▸ **WORK INSTRUCTION 1**:
Using the text on Covid-19 vaccines, explain why nasal Covid-19 vaccines cannot be given to people who have already taken a booster dose.
▸ **WORK INSTRUCTION 2**:
According to the text on Covid-19 vaccines, what is the expiry date of Covid-19 vaccines?
▸ **WORK INSTRUCTION 3**:
Rewrite the Covid-19 vaccine text from "Dr Shaikh said that he" up to and including "from Covid-19 infections.", changing "unanswered question" to "open question".

TEXT EXCERPT section start

Dr Wiqar Shaikh, professor of medicine, Grant Medical College and Sir JJ Group of Hospitals, said that he is worried about the recent surge in Covid-19 cases as well as the widespread increase in influenza cases. He added that World Health Organisation statistics reveal that a total of more than 220 crore doses of Covid-19 vaccine have been administered in India till March 11, 2023. However, the number of doses being administered in India is only 8,000 per day. He added that 13.33 billion Covid-19 vaccine doses have been administered worldwide to date while 4.5 lakh people across the globe are getting the jab daily.
Dr Shaikh said that he welcomes the approval granted to the use of nasal Covid-19 vaccines in India but added that they cannot be administered to those who have already taken a booster dose. The Covid working group in India has explained that the nasal vaccine can only be taken as a first booster dose. Dr Shaikh also stated that whether multiple booster doses of the Covid-19 vaccine provide any additional benefit is an unanswered question. He explained that in North America and Europe, despite taking three, four or even five doses, people continue to suffer from Covid-19 infections.
Dr Shaikh said that the expiry date of Covid-19 vaccines is 12 to 18 months from the date of manufacture, depending on their type. He added that there is no data as to how many doses of expired or unused Covid-19 vaccines are lying around in India. He explained that their disposal is a complex process that involves crushing, autoclaving and chemical treatment.
Numbers on rise abroad too
In recent weeks, RSV circulation in the US and 45 countries of the European Union has intensified, with high transmission rates in all population groups and an almost a month-earlier-than-usual start of the respiratory illnesses than in pre-Covid-19 years. RSV infections generally cause mild disease, but severe cases are being reported in children below five years, those aged 65 years and above and individuals with underlying comorbidities. Hospitalisations caused by RSV and other respiratory pathogens are putting pressure on healthcare systems in foreign countries. There are currently no licensed vaccines available to prevent RSV infection. At present, there are no specific treatment options for RSV, and treatment of hospitalised patients is mainly supportive.

TEXT EXCERPT section end
RECORDS SHOWN section start

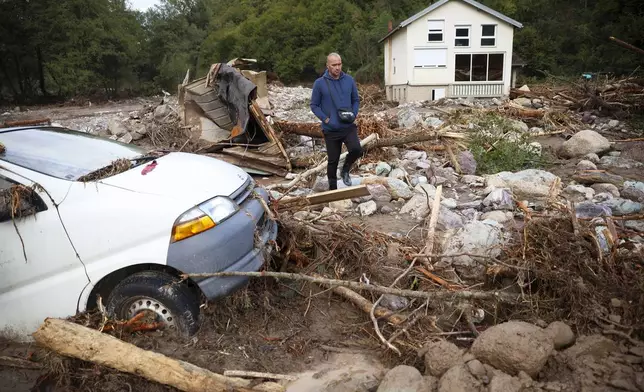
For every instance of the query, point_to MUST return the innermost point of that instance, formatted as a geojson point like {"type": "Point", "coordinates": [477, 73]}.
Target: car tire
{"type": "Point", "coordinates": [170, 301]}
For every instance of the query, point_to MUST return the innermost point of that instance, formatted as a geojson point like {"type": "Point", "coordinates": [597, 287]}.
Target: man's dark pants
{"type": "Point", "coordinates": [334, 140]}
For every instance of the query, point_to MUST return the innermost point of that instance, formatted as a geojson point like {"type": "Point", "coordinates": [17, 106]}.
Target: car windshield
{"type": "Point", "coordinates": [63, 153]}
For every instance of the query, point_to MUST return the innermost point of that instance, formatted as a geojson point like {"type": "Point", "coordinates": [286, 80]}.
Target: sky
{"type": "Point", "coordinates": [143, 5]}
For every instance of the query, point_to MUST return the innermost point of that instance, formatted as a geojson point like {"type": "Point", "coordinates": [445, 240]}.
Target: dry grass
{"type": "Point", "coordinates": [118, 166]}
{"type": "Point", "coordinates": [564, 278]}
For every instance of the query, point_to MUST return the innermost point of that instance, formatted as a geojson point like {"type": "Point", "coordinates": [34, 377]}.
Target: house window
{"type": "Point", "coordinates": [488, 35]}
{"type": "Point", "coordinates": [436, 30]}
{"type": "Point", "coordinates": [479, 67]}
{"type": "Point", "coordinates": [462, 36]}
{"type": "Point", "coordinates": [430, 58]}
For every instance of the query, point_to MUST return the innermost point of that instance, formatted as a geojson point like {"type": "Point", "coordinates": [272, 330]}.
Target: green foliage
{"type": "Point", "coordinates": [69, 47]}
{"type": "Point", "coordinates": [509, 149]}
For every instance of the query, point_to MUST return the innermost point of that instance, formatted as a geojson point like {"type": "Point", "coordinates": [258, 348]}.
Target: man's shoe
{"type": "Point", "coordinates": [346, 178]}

RECORDS SHOWN section end
RECORDS SHOWN section start

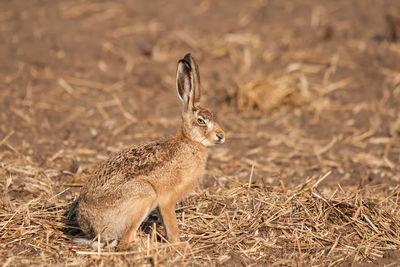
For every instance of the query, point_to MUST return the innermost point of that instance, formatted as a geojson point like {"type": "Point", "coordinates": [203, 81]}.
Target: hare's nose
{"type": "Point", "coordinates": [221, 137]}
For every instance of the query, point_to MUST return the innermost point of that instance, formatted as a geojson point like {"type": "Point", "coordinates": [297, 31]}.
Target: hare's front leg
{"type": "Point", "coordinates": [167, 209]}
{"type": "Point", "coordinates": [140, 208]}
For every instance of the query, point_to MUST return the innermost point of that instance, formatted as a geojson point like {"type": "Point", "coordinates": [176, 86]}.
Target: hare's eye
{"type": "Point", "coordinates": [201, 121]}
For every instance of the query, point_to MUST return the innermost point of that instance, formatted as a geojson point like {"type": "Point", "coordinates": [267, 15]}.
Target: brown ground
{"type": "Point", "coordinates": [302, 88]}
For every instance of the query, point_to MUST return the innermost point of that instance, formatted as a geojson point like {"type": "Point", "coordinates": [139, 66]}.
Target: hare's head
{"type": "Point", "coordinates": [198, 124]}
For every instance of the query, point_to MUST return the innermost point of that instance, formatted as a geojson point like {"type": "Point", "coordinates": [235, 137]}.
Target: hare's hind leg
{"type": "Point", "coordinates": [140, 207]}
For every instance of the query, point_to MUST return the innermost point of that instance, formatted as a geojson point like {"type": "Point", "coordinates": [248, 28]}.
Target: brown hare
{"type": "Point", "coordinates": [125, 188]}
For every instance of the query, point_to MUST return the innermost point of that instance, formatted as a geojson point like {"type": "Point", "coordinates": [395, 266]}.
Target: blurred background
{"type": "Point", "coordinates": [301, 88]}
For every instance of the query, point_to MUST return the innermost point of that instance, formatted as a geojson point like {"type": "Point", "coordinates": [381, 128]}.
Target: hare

RECORDS SHOWN section end

▸ **ANSWER AREA 1**:
The Covid working group in India has explained that the nasal vaccine can only be taken as a first booster dose, so people who have already had a booster are not eligible for it.

▸ **ANSWER AREA 2**:
It is 12 to 18 months from the date of manufacture, depending on the vaccine type.

▸ **ANSWER AREA 3**:
Dr Shaikh said that he welcomes the approval granted to the use of nasal Covid-19 vaccines in India but added that they cannot be administered to those who have already taken a booster dose. The Covid working group in India has explained that the nasal vaccine can only be taken as a first booster dose. Dr Shaikh also stated that whether multiple booster doses of the Covid-19 vaccine provide any additional benefit is an open question. He explained that in North America and Europe, despite taking three, four or even five doses, people continue to suffer from Covid-19 infections.